** Excerpt **
- Occupation: Music director
- Years active: 1952-1966

= Br Lakshmanan =

Br Lakshmanan was an Indian music director in Malayalam movies during 1950s and 1960s.

Lakshmanan started his career with Aathmasakhi in 1952. He provided music for around 250 Malayalam movie songs. Lakshmanan's songs were also used in the films Ponkathir, Baalyasakhi and Harishchandra. Most of his songs were written by Thirunainar Kurichi Madhavan Nair and sung by Kamukara Purushothaman. The trio made numerous popular songs in 1950s and early 60s, mostly in the films produced by Merryland Studios.

** Listing **
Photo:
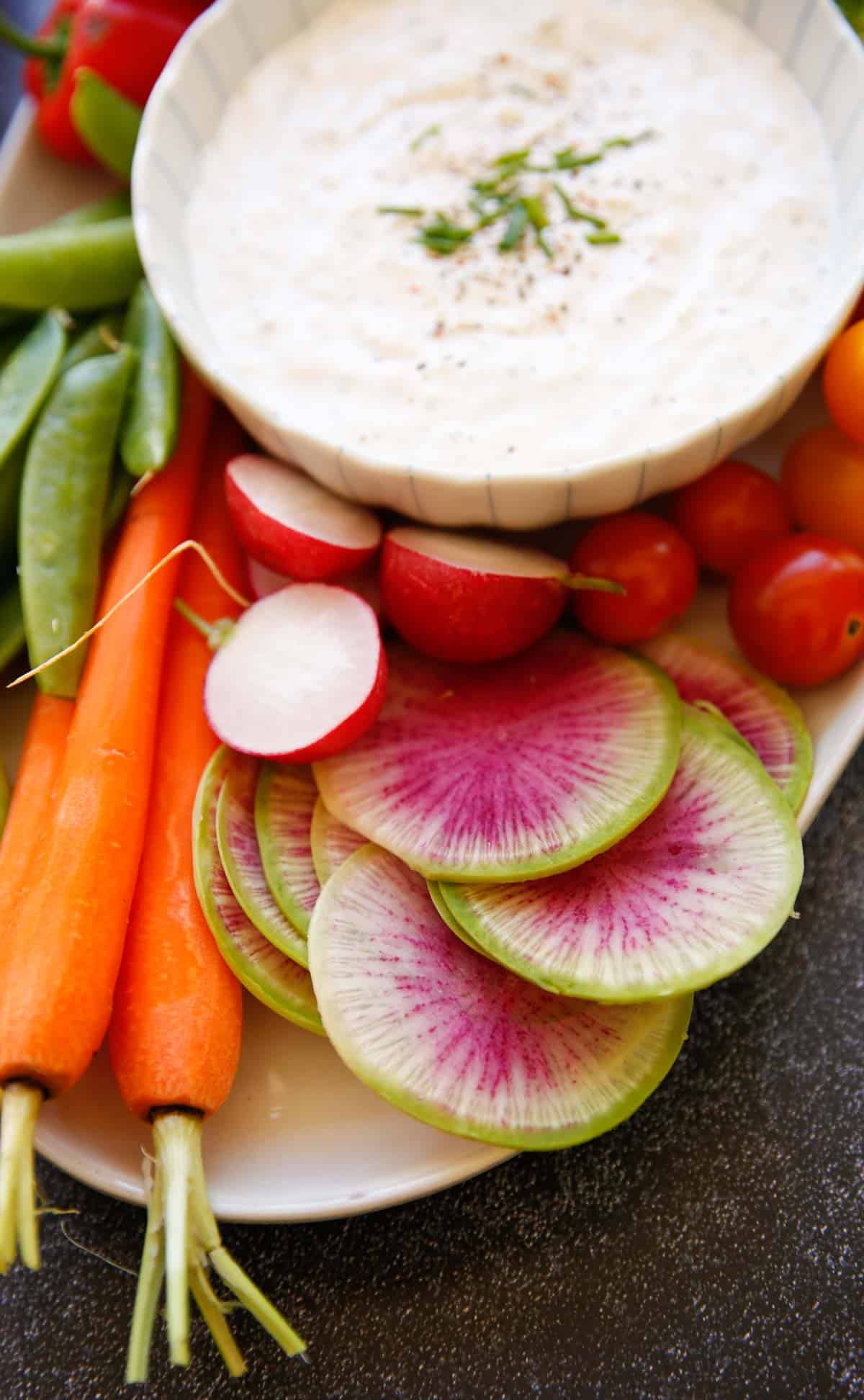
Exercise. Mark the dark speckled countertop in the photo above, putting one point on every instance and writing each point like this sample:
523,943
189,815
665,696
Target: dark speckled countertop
711,1247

** What is expected **
According to the text on Br Lakshmanan, with which film did he start his career? Use only the text for what follows.

** The answer **
Aathmasakhi, in 1952.